Come sei diventato guida di alta montagna?
Sono nato ad Aymavilles, un piccolo paese di montagna, da una famiglia povera e numerosa (otto figli) e ho dovuto lavorare sin da subito per mantenere la famiglia, non potevo quindi permettermi di andare i montagna per puro piacere.
A 21 anni ho avuto la fortuna di fare il servizio militare a Courmayeur negli alpini, al centro sportivo, dove ho scoperto una nuova dimensione della montagna.

Quali doti richiede la professione di guida di alta montagna?
Sicuramente la forza fisica (siamo tenuti a tenere il nostro corpo costantemente in allenamento), e le capacità tecniche. Credo però che la capacità di fondo debba essere saper insegnare altri ad amare la natura e la montagna, contagiare i clienti con la nostra passione.

Che cosa rappresenta la montagna per te?

Problema 1: Duplica dall'intervista il tratto che va da "Sono nato ad" fino a "montagna per te?".
Problema 2: Traduci in inglese questa frase dell'intervista: "A 21 anni ho avuto la fortuna di fare il servizio militare a Courmayeur negli alpini, al centro sportivo, dove ho scoperto una nuova dimensione della montagna."
Le voci non hanno alcun legame con l'intervista.

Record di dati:

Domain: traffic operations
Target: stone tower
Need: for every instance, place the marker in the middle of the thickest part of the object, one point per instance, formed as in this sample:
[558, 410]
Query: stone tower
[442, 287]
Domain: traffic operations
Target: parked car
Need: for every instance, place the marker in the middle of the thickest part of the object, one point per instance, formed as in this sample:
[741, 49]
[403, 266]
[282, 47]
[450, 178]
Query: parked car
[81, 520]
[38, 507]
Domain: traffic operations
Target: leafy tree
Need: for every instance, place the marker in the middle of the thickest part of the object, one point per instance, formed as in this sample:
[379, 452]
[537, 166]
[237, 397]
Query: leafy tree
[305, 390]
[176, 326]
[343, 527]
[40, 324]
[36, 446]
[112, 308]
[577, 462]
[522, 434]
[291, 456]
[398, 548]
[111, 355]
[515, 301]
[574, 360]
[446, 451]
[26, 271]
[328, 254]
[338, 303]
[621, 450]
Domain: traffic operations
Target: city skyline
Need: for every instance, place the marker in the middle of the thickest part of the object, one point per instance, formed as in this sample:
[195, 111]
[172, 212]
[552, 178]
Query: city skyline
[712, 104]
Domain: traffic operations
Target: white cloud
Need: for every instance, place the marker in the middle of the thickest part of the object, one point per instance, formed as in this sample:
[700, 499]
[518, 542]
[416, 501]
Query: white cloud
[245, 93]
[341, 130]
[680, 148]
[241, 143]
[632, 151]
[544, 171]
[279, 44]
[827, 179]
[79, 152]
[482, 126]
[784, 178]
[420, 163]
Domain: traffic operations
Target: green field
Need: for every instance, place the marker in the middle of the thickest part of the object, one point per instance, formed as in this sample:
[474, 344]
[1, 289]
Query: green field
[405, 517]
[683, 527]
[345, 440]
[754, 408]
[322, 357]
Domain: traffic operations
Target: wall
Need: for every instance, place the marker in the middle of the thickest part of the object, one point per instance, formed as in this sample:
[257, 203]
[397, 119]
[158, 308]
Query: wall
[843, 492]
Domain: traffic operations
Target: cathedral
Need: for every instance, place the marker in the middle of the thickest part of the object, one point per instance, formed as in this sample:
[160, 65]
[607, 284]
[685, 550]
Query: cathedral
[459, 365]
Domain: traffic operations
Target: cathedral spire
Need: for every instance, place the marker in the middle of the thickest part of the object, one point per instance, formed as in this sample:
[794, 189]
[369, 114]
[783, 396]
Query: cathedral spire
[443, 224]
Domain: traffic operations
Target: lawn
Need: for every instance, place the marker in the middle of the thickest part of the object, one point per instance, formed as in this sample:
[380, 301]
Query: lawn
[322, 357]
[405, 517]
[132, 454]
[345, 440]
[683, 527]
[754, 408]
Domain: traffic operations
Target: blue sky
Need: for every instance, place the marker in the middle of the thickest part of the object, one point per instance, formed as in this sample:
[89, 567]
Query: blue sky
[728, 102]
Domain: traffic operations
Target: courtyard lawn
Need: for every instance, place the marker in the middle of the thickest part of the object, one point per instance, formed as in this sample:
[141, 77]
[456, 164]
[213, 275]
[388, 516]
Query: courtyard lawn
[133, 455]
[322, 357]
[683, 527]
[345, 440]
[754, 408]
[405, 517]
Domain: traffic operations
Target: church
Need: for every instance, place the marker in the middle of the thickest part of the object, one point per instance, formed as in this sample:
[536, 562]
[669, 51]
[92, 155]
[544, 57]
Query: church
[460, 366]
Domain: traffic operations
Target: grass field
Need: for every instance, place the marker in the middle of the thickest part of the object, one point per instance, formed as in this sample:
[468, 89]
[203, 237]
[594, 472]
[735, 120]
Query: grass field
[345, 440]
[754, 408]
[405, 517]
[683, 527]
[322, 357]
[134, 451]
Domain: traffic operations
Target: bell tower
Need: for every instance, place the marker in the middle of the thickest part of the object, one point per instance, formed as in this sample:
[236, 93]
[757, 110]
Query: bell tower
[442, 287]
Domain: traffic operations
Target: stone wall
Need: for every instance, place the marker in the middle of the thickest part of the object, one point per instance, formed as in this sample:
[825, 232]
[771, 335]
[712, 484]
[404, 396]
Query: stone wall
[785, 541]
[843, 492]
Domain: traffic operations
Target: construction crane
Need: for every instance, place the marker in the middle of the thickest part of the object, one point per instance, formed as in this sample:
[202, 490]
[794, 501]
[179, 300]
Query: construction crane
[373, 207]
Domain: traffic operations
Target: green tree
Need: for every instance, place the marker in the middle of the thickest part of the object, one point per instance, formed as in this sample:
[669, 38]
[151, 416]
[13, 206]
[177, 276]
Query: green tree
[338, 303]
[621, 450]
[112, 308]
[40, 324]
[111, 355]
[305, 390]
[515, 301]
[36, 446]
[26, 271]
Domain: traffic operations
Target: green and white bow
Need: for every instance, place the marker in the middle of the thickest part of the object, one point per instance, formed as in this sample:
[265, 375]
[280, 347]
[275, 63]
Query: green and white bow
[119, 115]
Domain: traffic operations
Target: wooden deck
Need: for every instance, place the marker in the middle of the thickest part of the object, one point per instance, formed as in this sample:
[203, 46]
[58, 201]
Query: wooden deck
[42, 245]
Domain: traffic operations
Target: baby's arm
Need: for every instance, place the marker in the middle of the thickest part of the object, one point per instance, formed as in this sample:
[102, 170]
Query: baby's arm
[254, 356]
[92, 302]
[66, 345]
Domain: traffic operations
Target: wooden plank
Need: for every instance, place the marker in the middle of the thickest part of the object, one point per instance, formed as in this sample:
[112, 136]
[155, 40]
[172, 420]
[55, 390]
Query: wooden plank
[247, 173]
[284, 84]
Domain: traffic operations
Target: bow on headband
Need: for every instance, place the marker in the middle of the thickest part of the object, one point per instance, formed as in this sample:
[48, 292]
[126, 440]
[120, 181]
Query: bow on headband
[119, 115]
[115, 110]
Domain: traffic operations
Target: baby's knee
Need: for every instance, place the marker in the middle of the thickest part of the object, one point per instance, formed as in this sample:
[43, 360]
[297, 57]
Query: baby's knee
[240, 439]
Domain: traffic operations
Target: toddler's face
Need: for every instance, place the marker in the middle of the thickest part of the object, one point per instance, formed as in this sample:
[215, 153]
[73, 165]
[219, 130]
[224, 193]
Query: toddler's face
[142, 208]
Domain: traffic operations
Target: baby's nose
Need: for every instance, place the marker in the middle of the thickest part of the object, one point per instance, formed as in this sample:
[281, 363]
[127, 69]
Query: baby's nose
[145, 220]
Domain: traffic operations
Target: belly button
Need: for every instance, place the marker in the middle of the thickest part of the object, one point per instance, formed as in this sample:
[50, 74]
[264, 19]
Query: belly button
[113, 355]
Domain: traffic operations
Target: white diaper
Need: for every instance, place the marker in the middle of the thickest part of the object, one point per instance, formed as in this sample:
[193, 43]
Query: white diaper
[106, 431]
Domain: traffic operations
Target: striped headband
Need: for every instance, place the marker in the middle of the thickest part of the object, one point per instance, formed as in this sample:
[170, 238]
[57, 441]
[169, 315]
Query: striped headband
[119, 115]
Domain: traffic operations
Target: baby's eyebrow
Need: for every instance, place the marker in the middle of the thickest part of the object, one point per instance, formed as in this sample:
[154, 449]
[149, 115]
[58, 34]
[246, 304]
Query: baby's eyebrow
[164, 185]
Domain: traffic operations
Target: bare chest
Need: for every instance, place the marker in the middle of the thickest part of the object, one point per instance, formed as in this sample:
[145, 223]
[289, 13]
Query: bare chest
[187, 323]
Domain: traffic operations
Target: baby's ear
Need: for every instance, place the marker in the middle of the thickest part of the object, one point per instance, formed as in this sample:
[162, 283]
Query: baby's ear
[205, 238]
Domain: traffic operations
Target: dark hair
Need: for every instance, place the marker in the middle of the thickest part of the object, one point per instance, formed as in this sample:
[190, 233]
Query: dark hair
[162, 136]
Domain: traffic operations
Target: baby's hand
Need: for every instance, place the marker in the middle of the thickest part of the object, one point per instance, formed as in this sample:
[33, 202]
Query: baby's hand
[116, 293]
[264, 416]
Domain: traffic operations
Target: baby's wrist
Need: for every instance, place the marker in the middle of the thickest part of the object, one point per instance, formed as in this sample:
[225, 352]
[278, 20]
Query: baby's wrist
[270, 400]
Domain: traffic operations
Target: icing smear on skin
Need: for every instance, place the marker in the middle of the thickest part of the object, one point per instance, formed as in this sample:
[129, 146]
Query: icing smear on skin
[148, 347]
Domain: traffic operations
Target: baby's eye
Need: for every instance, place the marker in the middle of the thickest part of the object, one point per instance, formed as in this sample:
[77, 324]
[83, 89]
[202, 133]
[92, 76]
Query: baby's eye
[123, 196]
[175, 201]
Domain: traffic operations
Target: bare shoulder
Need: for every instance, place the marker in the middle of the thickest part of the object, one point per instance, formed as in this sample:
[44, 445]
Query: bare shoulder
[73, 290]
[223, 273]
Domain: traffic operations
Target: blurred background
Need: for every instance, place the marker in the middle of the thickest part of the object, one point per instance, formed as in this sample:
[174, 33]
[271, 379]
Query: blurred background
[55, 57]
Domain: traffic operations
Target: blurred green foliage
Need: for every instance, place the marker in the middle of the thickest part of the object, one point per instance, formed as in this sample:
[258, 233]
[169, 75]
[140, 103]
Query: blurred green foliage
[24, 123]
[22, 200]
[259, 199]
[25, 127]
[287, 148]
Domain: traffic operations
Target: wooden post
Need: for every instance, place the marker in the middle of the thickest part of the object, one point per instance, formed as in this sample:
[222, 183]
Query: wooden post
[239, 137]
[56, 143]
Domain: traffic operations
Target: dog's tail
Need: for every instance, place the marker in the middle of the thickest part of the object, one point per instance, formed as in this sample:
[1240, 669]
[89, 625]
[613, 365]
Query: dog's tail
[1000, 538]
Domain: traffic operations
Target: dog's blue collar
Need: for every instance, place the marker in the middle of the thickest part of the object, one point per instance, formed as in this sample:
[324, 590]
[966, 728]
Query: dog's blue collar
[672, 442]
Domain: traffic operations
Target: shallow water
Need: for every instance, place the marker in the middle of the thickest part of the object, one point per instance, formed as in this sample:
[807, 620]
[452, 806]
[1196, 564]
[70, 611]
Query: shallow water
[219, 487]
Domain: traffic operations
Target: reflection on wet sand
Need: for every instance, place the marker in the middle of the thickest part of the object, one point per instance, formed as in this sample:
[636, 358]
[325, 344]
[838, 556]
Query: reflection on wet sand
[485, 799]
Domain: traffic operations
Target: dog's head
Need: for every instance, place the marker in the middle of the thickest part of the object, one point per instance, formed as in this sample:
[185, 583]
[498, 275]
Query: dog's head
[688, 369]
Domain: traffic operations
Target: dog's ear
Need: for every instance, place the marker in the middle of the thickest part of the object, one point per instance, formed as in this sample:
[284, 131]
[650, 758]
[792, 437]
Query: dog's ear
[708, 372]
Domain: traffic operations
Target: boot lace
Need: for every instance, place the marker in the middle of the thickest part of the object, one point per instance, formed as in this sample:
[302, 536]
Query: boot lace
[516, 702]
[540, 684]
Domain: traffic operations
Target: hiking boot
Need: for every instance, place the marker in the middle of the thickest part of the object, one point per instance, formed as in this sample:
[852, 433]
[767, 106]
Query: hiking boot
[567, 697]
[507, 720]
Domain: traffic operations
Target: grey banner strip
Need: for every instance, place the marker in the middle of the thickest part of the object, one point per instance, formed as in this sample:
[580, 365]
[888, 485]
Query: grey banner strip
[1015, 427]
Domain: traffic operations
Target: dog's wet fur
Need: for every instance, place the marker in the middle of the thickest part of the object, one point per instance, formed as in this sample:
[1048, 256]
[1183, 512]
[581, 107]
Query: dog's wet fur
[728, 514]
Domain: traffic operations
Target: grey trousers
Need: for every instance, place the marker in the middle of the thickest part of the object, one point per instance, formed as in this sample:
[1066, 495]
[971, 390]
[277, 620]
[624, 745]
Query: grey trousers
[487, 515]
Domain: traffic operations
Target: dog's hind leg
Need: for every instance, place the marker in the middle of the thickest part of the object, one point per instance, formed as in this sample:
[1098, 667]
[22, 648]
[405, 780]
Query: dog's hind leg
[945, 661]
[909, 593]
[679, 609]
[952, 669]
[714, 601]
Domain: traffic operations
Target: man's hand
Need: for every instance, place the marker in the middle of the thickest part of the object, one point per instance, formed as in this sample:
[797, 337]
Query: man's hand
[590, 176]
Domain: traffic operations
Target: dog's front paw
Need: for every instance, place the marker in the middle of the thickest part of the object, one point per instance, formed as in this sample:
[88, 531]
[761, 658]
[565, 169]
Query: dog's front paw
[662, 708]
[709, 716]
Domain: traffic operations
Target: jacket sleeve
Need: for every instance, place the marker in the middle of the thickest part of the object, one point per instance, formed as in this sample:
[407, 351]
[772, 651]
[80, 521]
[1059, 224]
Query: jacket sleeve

Soluzione 1:
Sono nato ad Aymavilles, un piccolo paese di montagna, da una famiglia povera e numerosa (otto figli) e ho dovuto lavorare sin da subito per mantenere la famiglia, non potevo quindi permettermi di andare i montagna per puro piacere.
A 21 anni ho avuto la fortuna di fare il servizio militare a Courmayeur negli alpini, al centro sportivo, dove ho scoperto una nuova dimensione della montagna.

Quali doti richiede la professione di guida di alta montagna?
Sicuramente la forza fisica (siamo tenuti a tenere il nostro corpo costantemente in allenamento), e le capacità tecniche. Credo però che la capacità di fondo debba essere saper insegnare altri ad amare la natura e la montagna, contagiare i clienti con la nostra passione.

Che cosa rappresenta la montagna per te?

Soluzione 2: At 21, I was lucky enough to do my military service in Courmayeur with the Alpini, at the sports center, where I discovered a new dimension of the mountains.